INSTRUCTION:
Pick out and copy every line below that contains the string "tile".

ENTRIES SUPPLIED:
···
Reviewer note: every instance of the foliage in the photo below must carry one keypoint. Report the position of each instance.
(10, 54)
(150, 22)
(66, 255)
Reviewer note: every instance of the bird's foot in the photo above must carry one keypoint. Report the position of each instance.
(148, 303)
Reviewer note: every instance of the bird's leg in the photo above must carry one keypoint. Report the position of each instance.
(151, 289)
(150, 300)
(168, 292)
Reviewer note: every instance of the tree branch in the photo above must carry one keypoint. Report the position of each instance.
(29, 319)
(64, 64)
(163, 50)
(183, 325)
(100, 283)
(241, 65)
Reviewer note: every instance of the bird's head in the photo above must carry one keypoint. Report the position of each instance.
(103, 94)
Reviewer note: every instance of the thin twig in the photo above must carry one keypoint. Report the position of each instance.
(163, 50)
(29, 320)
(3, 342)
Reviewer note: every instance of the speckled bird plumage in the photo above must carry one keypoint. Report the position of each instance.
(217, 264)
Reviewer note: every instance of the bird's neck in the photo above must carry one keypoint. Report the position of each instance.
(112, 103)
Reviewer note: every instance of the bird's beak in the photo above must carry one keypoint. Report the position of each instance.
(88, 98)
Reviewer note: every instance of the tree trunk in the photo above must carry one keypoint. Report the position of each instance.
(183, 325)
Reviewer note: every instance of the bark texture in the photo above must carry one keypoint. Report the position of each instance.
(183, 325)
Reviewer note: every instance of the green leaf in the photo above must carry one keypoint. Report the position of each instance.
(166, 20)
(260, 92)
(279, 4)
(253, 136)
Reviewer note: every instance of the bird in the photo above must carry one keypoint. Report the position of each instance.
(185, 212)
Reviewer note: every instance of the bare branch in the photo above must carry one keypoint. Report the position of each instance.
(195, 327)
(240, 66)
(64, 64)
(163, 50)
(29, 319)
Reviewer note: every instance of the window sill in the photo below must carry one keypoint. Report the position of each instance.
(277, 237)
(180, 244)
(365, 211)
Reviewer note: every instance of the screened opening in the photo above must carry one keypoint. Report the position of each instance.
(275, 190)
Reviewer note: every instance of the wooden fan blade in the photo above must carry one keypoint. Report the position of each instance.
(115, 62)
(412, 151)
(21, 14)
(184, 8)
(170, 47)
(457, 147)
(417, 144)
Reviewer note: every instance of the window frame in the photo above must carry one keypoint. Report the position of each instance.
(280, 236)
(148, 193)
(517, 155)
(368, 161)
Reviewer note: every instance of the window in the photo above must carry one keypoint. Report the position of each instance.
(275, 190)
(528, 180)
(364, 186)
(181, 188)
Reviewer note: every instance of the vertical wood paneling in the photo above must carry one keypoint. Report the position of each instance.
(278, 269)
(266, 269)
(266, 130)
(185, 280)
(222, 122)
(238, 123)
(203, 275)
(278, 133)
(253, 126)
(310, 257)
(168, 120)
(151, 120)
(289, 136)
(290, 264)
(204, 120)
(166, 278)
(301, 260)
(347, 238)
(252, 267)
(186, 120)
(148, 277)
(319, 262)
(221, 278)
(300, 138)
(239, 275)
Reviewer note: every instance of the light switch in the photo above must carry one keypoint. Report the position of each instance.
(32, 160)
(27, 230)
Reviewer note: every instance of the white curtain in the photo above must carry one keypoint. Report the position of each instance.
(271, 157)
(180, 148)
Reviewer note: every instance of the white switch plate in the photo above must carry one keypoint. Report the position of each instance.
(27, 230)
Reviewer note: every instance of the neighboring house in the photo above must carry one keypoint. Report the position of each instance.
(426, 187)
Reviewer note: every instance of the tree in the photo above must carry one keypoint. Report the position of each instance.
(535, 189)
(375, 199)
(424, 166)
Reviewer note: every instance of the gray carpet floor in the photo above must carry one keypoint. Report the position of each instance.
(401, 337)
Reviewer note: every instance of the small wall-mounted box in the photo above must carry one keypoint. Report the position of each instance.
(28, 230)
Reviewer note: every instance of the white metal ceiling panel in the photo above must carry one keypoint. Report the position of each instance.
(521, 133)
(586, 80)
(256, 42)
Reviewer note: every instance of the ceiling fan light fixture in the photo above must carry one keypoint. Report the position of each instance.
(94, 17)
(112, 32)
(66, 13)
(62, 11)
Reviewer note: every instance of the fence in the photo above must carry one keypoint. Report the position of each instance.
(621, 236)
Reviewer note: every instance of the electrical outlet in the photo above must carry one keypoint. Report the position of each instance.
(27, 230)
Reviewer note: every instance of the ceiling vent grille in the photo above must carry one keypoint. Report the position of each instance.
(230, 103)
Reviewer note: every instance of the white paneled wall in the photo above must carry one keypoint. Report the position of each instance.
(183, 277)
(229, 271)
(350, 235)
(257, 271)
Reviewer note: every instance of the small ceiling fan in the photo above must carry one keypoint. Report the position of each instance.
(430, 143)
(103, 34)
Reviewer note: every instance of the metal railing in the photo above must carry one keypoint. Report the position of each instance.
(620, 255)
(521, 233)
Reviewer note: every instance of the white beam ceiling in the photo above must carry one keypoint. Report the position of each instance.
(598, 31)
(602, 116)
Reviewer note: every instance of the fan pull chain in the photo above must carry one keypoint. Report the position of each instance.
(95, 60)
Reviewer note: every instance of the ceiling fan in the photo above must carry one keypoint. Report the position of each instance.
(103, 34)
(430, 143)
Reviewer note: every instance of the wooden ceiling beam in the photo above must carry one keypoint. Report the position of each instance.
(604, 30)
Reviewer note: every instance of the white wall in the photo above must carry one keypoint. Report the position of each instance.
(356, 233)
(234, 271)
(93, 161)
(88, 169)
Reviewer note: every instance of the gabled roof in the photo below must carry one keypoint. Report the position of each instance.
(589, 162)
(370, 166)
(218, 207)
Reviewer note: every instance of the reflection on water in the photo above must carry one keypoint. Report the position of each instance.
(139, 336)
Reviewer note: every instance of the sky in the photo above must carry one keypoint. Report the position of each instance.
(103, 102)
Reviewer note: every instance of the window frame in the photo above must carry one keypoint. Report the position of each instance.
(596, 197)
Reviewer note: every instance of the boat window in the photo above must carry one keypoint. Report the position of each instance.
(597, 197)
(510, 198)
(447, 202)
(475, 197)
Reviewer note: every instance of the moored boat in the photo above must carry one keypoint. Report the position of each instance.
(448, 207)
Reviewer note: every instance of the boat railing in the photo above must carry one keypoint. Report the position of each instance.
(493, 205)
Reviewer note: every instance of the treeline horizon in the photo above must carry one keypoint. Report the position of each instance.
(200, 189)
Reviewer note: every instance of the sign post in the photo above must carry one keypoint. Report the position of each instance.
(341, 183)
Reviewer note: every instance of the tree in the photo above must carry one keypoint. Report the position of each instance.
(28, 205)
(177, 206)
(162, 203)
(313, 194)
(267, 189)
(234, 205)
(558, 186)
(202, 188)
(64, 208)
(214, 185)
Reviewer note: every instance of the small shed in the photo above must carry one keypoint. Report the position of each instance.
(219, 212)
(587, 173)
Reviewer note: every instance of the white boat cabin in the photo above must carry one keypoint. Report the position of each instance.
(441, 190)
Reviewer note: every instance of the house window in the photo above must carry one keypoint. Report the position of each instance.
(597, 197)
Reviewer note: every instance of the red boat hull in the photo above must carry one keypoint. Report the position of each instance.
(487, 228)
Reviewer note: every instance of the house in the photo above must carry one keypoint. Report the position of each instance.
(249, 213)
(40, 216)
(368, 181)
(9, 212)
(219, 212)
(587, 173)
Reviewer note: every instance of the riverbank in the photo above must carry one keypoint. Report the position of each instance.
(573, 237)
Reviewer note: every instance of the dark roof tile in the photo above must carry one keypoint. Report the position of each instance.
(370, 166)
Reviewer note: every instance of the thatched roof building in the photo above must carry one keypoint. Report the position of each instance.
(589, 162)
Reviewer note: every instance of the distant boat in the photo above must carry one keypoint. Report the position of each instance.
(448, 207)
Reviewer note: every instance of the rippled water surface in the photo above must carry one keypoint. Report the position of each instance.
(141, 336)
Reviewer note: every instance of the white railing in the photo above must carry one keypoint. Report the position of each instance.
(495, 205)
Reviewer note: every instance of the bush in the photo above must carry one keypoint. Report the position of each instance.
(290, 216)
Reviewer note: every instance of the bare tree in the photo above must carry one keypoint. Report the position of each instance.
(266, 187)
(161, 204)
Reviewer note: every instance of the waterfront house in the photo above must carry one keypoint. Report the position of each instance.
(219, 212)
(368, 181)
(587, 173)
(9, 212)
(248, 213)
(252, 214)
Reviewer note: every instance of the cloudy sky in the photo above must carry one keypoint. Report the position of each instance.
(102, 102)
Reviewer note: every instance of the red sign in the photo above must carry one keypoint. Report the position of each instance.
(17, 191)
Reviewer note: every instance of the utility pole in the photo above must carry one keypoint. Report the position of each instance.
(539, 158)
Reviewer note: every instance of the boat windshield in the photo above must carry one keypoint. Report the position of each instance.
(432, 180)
···
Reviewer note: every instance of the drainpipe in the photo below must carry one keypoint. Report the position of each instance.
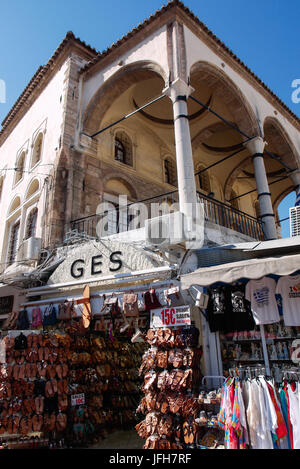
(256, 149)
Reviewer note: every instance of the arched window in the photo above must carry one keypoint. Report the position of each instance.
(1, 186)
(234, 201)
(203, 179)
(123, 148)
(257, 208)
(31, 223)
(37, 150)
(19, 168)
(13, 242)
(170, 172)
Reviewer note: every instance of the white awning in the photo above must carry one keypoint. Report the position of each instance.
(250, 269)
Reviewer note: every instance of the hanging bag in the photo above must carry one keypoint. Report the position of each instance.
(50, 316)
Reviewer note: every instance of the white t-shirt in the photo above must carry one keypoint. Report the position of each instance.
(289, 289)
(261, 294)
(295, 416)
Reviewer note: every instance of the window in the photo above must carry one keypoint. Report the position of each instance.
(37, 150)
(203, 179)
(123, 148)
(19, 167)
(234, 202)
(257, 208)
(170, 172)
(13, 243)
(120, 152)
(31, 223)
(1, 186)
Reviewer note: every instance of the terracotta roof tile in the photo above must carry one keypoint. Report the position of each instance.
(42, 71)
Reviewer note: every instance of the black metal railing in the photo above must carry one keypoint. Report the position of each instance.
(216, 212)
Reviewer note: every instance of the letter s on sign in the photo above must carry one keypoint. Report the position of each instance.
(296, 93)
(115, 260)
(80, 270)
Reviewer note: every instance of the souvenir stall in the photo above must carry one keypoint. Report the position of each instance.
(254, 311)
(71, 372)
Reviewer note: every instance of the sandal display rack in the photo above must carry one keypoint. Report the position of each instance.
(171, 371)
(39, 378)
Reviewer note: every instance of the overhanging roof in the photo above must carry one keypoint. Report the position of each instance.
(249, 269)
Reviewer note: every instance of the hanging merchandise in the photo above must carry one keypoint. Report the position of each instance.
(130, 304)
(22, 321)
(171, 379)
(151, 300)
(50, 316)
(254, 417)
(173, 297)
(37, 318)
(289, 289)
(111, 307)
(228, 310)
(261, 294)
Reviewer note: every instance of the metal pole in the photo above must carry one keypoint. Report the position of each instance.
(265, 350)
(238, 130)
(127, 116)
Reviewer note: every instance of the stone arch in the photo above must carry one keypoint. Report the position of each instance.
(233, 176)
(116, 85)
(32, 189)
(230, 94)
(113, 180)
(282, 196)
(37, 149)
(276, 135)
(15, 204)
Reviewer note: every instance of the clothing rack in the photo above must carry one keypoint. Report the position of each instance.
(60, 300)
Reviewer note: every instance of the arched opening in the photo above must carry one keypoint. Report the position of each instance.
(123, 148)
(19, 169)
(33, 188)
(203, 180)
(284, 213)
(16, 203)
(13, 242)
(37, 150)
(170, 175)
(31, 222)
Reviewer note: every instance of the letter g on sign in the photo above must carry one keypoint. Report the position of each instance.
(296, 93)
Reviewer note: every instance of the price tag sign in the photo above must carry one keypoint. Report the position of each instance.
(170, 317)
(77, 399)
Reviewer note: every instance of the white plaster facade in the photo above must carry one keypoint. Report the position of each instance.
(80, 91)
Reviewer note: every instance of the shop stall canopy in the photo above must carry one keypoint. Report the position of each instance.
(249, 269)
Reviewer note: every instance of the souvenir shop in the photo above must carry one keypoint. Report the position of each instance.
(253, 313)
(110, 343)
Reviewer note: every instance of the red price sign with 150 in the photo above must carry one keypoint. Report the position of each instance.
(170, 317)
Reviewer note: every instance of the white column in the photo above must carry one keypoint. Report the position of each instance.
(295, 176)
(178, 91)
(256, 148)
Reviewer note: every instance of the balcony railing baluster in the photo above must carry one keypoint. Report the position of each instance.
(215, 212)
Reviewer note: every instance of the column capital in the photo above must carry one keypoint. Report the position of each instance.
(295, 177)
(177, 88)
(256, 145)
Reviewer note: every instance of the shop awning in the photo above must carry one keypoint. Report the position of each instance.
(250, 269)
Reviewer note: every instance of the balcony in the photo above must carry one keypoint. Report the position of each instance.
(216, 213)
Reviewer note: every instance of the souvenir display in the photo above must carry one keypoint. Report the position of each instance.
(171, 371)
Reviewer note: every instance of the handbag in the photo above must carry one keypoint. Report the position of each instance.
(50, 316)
···
SOLVED PROBLEM:
Reviewer note: every instance of the dark roof tile in the photo above must carry one keypoint. Report the position of each instance.
Reviewer note: every instance of the terracotta roof tile in the photo above must carry one keypoint. Report the position of each instance.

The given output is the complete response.